PROBLEM TO WORK ON
Retype exactly the lines that run from the line with "# result shape: a" to the final line of the entries, keeping both ends and nothing else.
Start of INPUT FOR THIS TASK
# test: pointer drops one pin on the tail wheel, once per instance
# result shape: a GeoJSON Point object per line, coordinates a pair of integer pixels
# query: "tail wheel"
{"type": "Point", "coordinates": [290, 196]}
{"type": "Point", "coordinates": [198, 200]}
End of INPUT FOR THIS TASK
ANSWER BOX
# result shape: a GeoJSON Point object per line, coordinates a pair of integer pixels
# query: "tail wheel"
{"type": "Point", "coordinates": [290, 196]}
{"type": "Point", "coordinates": [198, 200]}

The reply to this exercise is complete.